Required task:
Rewrite every line of the entries below as a JSON list of strings, with one string per line and no blank lines. Leave the pictures out.

Source data:

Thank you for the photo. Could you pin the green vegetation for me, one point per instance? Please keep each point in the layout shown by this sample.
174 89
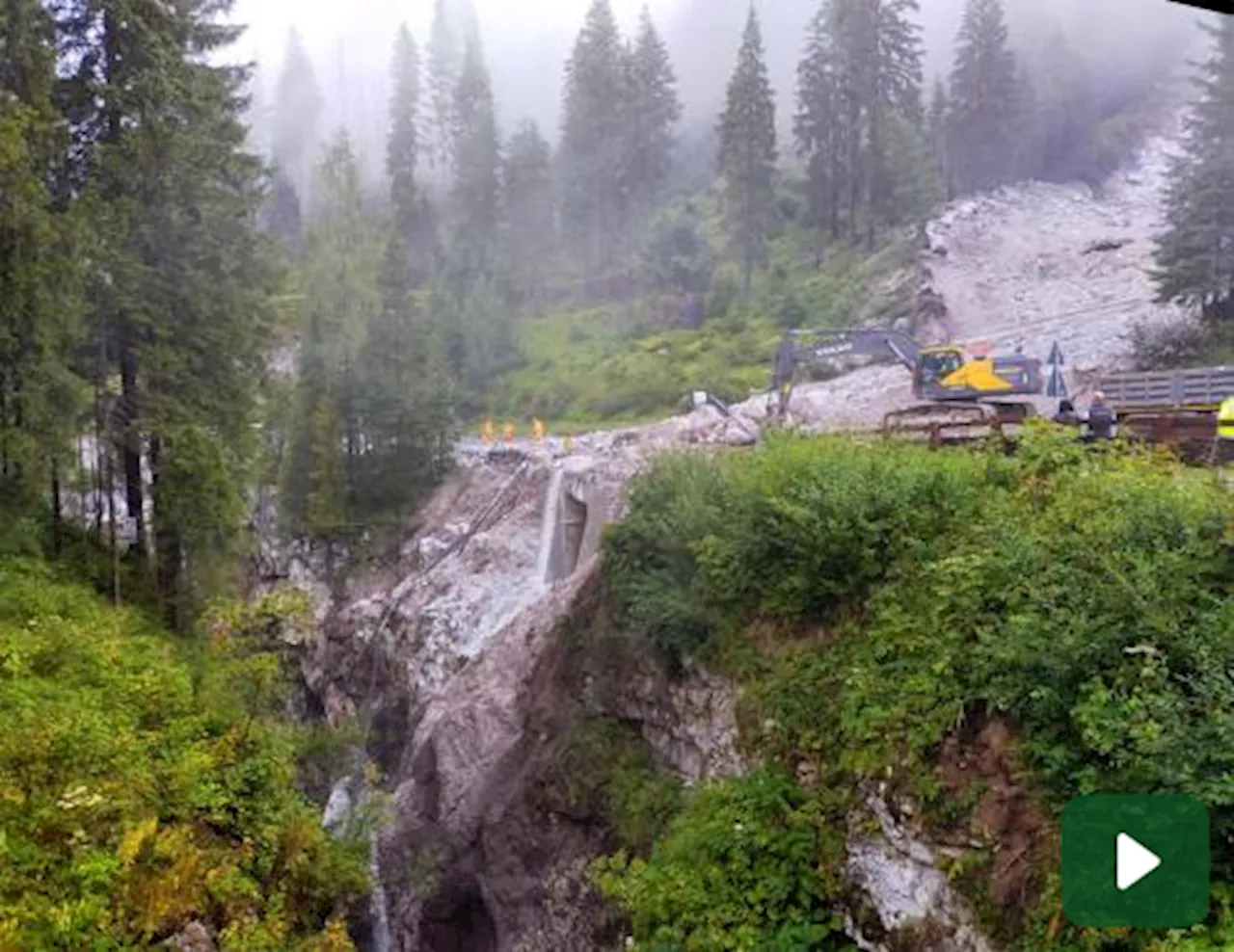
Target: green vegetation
876 600
606 771
146 782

Result for this task:
[
  "Thank you for the photo. Could you pin the green vegetation for me, one point per instance? Please keep each point in the layout shown by this sample.",
  "174 89",
  "Target: green vegetation",
  "876 600",
  "606 771",
  "146 782"
]